= 1948 in radio =

The year 1948 saw a number of significant events in radio broadcasting.

==Events==
- 22 March – The Voice of Firestone becomes the first radio program to be aired on both AM and FM radio stations.
- 12 May – Don McNeill's Breakfast Club appears on television for the first time, via a simulcast on both ABC Radio and ABC TV. The telecast is seen in Philadelphia, Baltimore, Washington and New York. Because ABC-TV's New York flagship station WJZ-TV had not signed on yet (and would not for another three months), DuMont flagship WABD carried it live.
- 17 May – The Dewey–Stassen debate becomes the first presidential primary debate to be broadcast on American radio stations.
- 6 August – Truman aide Donald Dawson and U.S. Representative Karl Mundt appear on Meet the Press, during which Newsweek journalist Ernest Lindley asks Mundt whether Elizabeth Bentley and Whittaker Chambers had spent time in mental institutions (Mundt calls these unjustified rumors).

* * * *

## Problems to solve
(a) In the 1948 radio overview, which station carried the Breakfast Club telecast live in New York?
(b) Write out the stretch of the 1948 radio overview from "The year 1948" through "carried it live.", swapping "Philadelphia" for "Boston".
The material that comes next isn't needed for any of this.

## Dataset section
* * * *

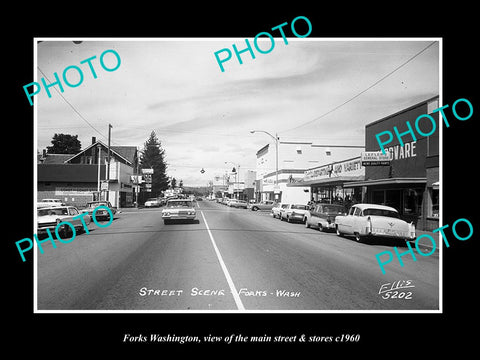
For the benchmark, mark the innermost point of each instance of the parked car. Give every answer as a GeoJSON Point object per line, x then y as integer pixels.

* * * *

## Complete answers
(a) DuMont flagship WABD carried it live.

(b)
The year 1948 saw a number of significant events in radio broadcasting.

==Events==
- 22 March – The Voice of Firestone becomes the first radio program to be aired on both AM and FM radio stations.
- 12 May – Don McNeill's Breakfast Club appears on television for the first time, via a simulcast on both ABC Radio and ABC TV. The telecast is seen in Boston, Baltimore, Washington and New York. Because ABC-TV's New York flagship station WJZ-TV had not signed on yet (and would not for another three months), DuMont flagship WABD carried it live.